--- Begin DOCUMENT SEGMENT ---
OAKLAND, Calif. — Since she was 14, Tiffany says, she has been sold for sex, offered via hundreds of advertisements on Backpage.com, a website that grew rich on classified ads for services like escorts, body rubs and exotic dancers.

Far from being a marketplace for consensual exchanges, Backpage, authorities said, often used teasers like “Amber Alert’’ and “Lolita’’ to signal that children were for sale.

In the midst of a Senate investigation, a federal grand jury inquiry in Arizona, two federal lawsuits, and criminal charges in California accusing Backpage’s operators of pimping children, the website abruptly bowed to pressure in January and replaced its sex ads with the word “Censored’’ in red.

Even so, Tiffany — a street name — did not stop using the site, she said. Instead, her ads moved to Backpage’s dating section. “New in town,’’ read a recent one, using words that have become code for selling sex. “Looking for someone to hang out with.’’ Other recent dating ads listed one female as “100% young’’ and suggested that “oh daddy can i be your candy.’’

In the fight against child sex trafficking, shutting down an epicenter like Backpage was a major victory, but one against a relentless foe that quickly unfurled new tentacles.

The demise of Backpage’s adult ads undermined the trade, but it also illustrated how difficult it is to stamp out the practice of selling children for sex. The crime is rarely punished with the full force of the law — charges like rape or statutory rape — officials say; in many places it leads to just a citation instead of an arrest.

For Tiffany, who is 18, the demise of Backpage’s adult listings has made things far more unpredictable — and dangerous, she said. The old ads allowed her to try to vet customers by contacting them before meetings, via phone or text message. With far fewer inquiries from the dating ads, she said, her first encounters with men now take place more often on the street as she gets into cars in red light districts around the Bay Area.

“It’s harder to catch a date now,’’ she said. “Now everybody’s daddy puts them on the street.’’

Eric Quan, a sergeant in the human-trafficking unit with the San Jose Police Department, said there had been a conspicuous rise in street prostitution in that city, where Tiffany is often forced to work.
--- End DOCUMENT SEGMENT ---
SET TASKS:
• A. Reproduce the Backpage article between "The demise of Backpage’s adult ads" and "the Bay Area.", inclusive.
• B. In the Backpage article, what replaced the website's sex ads in January?
• C. Write the next part of the Backpage article, picking up right after its final sentence.
--- Begin RECORDS SUPPLIED ---
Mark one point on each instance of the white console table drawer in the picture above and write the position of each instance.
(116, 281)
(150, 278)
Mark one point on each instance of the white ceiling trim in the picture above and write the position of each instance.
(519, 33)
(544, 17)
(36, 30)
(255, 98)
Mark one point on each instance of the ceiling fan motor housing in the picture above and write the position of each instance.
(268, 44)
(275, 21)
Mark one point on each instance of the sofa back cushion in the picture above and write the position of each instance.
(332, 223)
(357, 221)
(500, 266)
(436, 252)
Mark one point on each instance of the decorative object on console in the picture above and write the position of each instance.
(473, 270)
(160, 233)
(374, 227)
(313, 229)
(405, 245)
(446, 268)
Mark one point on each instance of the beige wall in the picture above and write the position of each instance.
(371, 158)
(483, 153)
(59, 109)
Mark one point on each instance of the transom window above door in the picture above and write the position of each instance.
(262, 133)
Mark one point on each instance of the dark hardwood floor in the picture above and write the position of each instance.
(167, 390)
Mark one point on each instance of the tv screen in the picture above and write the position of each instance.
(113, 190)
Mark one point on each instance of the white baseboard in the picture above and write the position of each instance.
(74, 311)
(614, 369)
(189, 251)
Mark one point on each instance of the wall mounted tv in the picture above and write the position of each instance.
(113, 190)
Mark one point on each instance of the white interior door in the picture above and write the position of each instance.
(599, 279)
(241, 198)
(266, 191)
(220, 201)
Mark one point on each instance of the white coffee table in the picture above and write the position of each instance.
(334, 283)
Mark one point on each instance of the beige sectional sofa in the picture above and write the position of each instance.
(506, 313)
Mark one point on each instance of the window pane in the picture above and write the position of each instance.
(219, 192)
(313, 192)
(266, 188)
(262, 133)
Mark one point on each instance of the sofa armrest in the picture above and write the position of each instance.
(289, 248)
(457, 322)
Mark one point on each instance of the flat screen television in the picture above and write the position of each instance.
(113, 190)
--- End RECORDS SUPPLIED ---
OUTPUTS BY TASK:
• A.
The demise of Backpage’s adult ads undermined the trade, but it also illustrated how difficult it is to stamp out the practice of selling children for sex. The crime is rarely punished with the full force of the law — charges like rape or statutory rape — officials say; in many places it leads to just a citation instead of an arrest.

For Tiffany, who is 18, the demise of Backpage’s adult listings has made things far more unpredictable — and dangerous, she said. The old ads allowed her to try to vet customers by contacting them before meetings, via phone or text message. With far fewer inquiries from the dating ads, she said, her first encounters with men now take place more often on the street as she gets into cars in red light districts around the Bay Area.

• B. The word "Censored" in red.

• C.
“When Backpage was running adult ads, we used to get tips, but that has dropped off,’’ Quan said. “It makes it a lot more complicated for us to figure out what’s going on.’’

“I do see more girls on the street, but we’re not sure why,’’ he said, referring to all females, not specifically minors. “There’s more guys out there, too, because there’s more girls to choose from.’’

Advocates said that while the elimination of the listings was a step forward, by itself it was more an inconvenience than a crippling blow.

“It was such a huge marketplace that any way to eliminate the widespread distribution of ads is progress,’’ said Yasmin Vafa, executive director of Rights4Girls, a humanrights organization focused on gender-based violence. “But until we see a more comprehensive solution, it is going to pop up elsewhere.’’

The fight against the sex trafficking of children is an old and often doomed one, in part because the crime is typically tied to poverty and dysfunctional families. Many of the girls and boys are runaways or foster children whose disappearances rarely set off a real Amber Alert.

Nationally, about 35 percent of minors charged with prostitution are, like Tiffany, African-American, according to the Bureau of Justice Statistics.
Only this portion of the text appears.